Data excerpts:

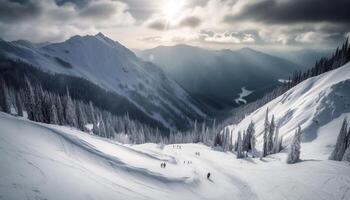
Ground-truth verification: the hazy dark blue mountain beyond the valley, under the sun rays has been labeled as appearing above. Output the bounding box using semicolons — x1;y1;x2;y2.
137;45;303;109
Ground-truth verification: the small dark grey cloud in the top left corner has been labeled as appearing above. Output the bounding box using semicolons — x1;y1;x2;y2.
0;0;42;23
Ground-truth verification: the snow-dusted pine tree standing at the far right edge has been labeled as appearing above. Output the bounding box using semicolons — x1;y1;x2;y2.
329;118;348;161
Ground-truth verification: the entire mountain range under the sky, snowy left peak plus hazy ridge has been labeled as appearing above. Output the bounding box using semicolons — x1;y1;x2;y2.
0;33;330;129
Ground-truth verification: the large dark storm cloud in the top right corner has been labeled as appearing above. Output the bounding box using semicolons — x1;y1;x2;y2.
224;0;350;24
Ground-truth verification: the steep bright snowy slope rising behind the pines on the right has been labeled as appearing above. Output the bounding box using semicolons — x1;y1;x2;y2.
224;63;350;159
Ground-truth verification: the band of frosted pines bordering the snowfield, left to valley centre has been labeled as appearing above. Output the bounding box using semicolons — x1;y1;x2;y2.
0;72;216;145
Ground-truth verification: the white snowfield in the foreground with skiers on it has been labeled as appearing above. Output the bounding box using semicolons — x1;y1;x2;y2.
0;113;350;200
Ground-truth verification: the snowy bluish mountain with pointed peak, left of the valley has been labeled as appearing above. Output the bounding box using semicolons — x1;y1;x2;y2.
0;33;205;128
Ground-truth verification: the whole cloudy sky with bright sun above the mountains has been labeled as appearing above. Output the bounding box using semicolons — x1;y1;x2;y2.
0;0;350;49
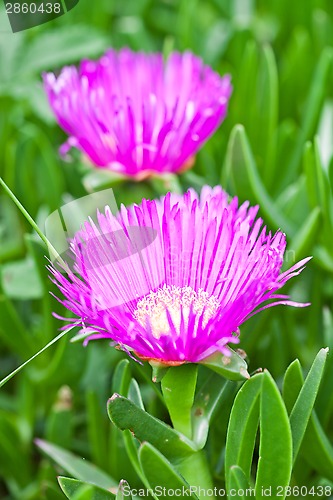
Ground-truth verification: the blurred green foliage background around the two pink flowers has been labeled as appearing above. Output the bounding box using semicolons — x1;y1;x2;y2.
0;0;333;500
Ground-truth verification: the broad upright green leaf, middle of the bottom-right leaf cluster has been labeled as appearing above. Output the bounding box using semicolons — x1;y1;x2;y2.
255;371;292;499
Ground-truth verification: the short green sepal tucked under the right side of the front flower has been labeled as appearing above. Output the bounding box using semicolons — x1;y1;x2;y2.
200;347;250;380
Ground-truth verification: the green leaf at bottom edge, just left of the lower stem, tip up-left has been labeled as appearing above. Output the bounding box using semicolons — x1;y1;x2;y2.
139;443;198;498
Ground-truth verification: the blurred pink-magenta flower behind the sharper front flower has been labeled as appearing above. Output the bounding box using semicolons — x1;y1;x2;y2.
44;49;231;179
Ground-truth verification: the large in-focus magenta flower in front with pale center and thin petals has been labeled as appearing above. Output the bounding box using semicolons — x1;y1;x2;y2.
50;186;309;365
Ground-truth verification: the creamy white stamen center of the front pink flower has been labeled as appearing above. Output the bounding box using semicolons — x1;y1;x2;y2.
134;285;220;339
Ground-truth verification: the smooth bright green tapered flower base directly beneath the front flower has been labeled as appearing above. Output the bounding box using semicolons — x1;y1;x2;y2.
161;363;198;439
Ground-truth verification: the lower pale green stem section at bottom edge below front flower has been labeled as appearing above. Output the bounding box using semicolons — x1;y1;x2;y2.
176;450;215;499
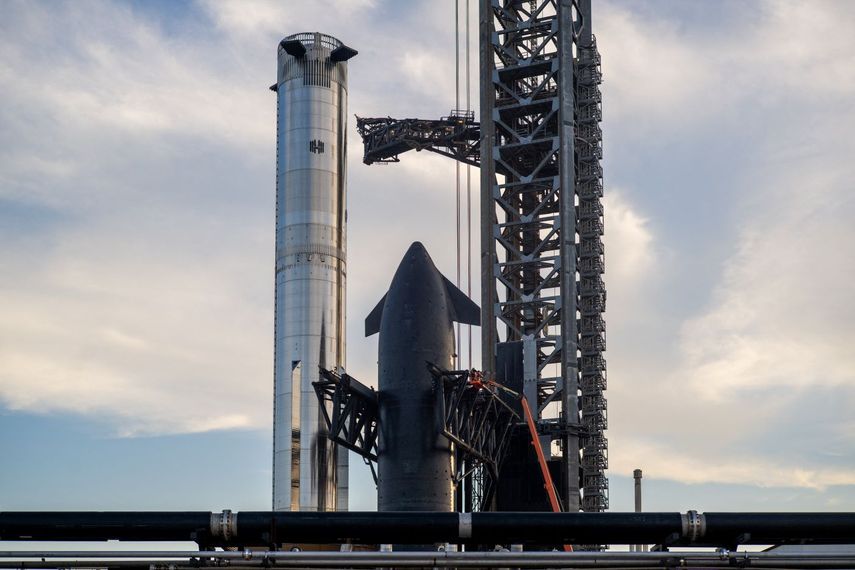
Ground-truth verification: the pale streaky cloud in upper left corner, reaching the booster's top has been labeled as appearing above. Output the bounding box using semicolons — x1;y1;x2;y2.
3;5;269;149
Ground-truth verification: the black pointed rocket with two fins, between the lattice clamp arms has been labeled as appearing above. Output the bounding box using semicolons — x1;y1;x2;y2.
365;242;481;511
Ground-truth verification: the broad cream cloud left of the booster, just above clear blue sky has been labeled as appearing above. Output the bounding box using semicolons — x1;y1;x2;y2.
0;219;270;434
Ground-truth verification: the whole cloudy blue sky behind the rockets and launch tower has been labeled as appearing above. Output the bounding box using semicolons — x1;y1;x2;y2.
0;0;855;511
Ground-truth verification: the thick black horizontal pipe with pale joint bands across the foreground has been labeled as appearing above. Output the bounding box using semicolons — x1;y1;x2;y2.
0;511;855;548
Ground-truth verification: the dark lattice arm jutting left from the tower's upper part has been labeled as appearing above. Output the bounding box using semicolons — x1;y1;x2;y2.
356;111;481;166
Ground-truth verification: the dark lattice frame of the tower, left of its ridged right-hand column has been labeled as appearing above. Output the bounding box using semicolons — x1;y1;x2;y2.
481;0;601;512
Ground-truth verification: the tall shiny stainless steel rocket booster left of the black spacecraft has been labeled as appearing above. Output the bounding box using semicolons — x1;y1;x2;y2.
271;33;356;511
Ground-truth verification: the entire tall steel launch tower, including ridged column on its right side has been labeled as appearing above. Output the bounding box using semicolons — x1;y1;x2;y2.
480;0;608;511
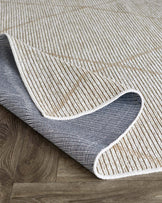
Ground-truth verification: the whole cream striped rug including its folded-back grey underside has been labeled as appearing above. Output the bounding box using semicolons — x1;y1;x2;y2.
0;0;162;179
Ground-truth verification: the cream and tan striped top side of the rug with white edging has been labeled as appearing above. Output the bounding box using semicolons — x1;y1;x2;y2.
0;0;162;179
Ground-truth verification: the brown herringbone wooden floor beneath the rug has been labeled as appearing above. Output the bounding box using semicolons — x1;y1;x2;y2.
0;106;162;203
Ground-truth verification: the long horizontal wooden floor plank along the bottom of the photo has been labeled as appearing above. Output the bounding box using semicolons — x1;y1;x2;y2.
11;180;162;203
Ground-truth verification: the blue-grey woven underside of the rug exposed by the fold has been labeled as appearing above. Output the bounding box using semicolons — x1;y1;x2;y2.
0;35;141;171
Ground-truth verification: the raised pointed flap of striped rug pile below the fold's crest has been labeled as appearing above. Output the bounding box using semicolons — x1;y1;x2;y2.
9;37;128;119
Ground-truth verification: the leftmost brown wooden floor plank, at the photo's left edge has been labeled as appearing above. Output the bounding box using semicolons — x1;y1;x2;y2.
0;106;25;203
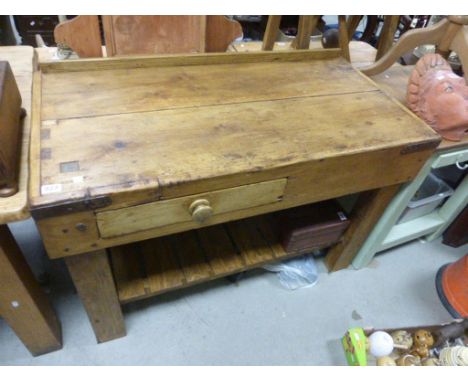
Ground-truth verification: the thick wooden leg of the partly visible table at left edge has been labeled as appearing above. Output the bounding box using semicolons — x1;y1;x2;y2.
0;225;62;356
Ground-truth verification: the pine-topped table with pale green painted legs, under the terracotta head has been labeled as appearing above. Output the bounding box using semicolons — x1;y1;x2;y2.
233;41;468;269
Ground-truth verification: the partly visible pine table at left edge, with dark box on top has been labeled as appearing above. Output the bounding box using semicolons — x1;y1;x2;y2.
0;46;62;355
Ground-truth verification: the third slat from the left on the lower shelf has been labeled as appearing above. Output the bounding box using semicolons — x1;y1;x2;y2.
171;231;212;283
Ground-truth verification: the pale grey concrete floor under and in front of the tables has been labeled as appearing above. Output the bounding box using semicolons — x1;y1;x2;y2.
0;221;468;365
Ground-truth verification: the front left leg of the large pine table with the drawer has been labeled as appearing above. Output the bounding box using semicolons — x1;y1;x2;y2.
65;250;126;343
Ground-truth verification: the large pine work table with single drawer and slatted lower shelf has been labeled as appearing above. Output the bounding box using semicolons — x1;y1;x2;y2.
29;49;440;342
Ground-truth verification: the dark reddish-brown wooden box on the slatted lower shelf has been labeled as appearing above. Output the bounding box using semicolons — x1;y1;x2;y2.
278;200;349;254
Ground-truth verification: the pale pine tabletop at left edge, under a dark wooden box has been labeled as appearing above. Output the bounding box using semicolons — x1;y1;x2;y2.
0;46;34;224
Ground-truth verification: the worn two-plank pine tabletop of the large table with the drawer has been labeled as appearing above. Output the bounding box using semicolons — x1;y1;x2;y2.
31;51;437;212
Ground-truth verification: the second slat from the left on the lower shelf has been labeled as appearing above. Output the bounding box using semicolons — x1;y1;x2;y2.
140;237;186;294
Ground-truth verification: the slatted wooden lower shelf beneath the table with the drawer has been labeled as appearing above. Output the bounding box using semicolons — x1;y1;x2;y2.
110;215;300;304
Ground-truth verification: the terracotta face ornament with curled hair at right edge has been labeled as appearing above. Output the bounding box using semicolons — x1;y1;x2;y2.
406;53;468;141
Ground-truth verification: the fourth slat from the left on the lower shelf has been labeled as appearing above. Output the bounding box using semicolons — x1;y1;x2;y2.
196;224;246;277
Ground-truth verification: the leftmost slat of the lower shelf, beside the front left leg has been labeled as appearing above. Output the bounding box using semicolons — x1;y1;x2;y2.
110;244;149;301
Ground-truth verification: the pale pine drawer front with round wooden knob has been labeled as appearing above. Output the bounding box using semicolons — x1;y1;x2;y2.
96;178;287;238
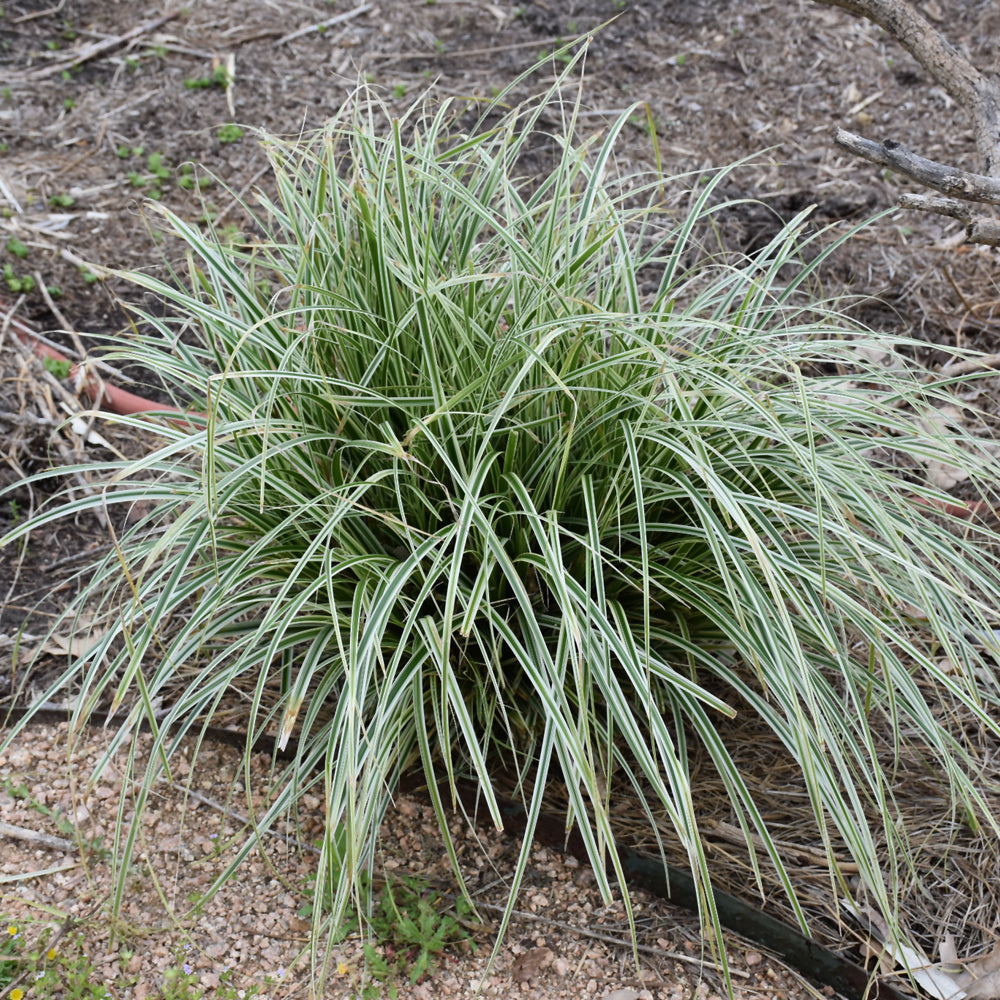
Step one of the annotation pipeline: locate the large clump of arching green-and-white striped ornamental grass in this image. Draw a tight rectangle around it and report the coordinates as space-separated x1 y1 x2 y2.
10 70 1000 988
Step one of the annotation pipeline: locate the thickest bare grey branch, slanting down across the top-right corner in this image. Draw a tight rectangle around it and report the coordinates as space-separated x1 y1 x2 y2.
819 0 1000 178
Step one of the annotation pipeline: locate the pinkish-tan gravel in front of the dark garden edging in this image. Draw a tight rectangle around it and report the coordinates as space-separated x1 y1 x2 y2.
0 724 834 1000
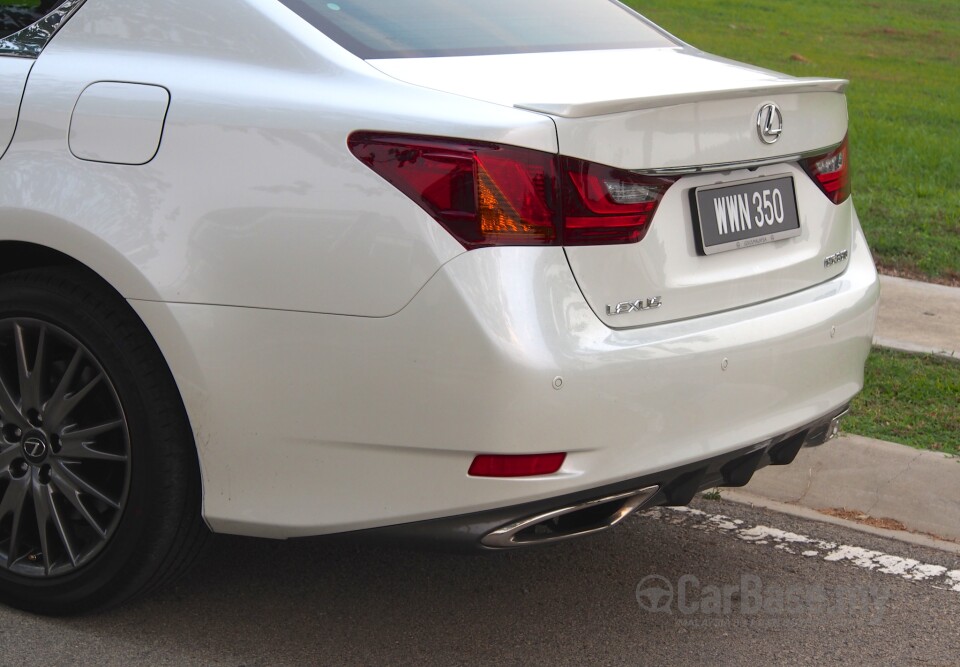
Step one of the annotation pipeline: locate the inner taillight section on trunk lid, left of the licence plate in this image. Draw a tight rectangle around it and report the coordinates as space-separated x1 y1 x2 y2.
563 158 677 245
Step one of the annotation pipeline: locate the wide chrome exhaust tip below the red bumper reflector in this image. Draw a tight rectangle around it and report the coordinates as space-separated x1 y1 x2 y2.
480 486 660 549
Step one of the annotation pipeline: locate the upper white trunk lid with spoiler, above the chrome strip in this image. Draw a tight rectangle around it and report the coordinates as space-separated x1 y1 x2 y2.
370 49 847 169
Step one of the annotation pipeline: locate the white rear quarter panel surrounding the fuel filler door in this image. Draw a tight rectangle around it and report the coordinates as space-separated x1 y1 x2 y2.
7 0 556 317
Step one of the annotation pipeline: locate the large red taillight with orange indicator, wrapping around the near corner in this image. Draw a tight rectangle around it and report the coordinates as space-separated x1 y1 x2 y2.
347 132 675 250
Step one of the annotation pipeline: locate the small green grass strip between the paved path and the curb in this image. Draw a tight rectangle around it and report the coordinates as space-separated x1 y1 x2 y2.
843 349 960 454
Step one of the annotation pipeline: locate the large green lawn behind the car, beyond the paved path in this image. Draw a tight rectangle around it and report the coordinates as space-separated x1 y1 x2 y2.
626 0 960 282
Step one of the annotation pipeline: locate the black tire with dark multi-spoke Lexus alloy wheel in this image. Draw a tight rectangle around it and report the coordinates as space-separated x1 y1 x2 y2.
0 268 209 615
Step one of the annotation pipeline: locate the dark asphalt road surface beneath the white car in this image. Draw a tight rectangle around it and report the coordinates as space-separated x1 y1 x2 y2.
0 501 960 666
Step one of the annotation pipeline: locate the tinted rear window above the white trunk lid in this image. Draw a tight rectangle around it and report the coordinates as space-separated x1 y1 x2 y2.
281 0 675 58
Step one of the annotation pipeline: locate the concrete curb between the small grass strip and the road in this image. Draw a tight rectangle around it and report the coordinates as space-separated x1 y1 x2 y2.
740 435 960 542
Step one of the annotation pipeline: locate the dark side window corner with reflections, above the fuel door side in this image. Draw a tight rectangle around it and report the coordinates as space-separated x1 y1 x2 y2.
0 0 84 58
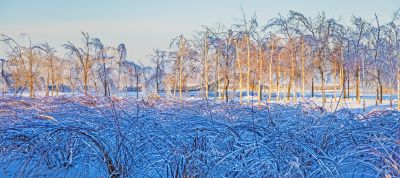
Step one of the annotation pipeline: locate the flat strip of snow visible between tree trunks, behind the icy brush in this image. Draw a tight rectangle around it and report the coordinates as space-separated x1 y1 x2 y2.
5 90 397 113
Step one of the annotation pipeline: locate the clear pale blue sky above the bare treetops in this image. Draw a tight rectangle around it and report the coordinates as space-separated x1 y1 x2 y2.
0 0 400 64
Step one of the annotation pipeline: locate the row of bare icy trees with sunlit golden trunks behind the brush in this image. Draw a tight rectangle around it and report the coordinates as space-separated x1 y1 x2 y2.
1 11 400 107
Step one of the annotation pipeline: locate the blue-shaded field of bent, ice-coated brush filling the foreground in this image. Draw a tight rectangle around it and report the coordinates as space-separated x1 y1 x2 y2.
0 96 400 177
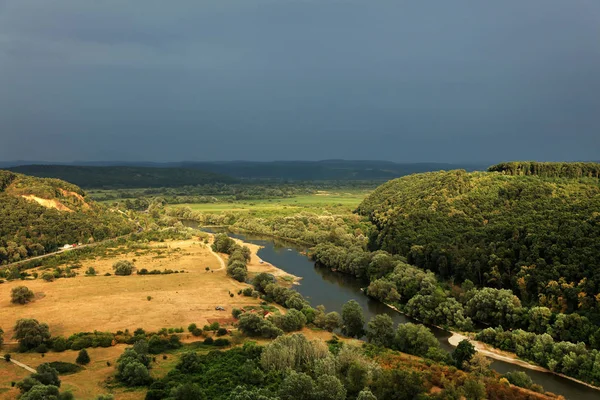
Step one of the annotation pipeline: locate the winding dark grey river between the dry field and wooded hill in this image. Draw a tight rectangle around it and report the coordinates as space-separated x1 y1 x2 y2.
195 227 600 400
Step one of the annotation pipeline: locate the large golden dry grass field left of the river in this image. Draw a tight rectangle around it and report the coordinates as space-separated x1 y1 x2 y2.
0 240 285 341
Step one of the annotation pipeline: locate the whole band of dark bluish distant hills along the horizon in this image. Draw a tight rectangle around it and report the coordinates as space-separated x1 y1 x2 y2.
0 160 487 184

[TASK OBJECTIVE]:
Excluding all pictures, print exactly and only the lines from the line with "Step one of the annotation pipeline: locate the clear" through the end of the records above, both ends included.

[WRITTEN ANSWER]:
Step one of the annotation pipeline: locate the clear pale blue sky above the bare treetops in this image. Draw a tight rectangle around it and report the coordinates as space-separated x1 y1 x2 y2.
0 0 400 64
Step one of the annotation pipeline: locate the row of bare icy trees with sunlit golden trunks behind the brush in this image. Draw a tight rectangle around it and report the coordinates as space-separated x1 y1 x2 y2.
1 11 400 107
Step one of the annotation pipeline: locate the blue-shaded field of bent, ice-coated brush filling the foreground in this image. Draw a tight rectangle around it and report the coordinates as space-separated x1 y1 x2 y2.
0 96 400 177
Step one of the annotation pipeline: locate the winding dark grey river between the dry field and wooded hill in this image. Draw a tight rectangle around it and report the coordinates as space-separated x1 y1 x2 y2.
195 227 600 400
Step one of the annotation pipeline: locate the large golden dry grass field left of the river in this image. Draw a tight rectangle around it and report the coordinates as space-separated x1 y1 x2 y2.
0 240 285 341
Step one of the annotation pipeline: locate the whole band of dark bluish distant hills along the horizon in this image. Draw a tight rectangle around it and report the coordinates as space-separated x1 y1 x2 y2.
0 160 487 184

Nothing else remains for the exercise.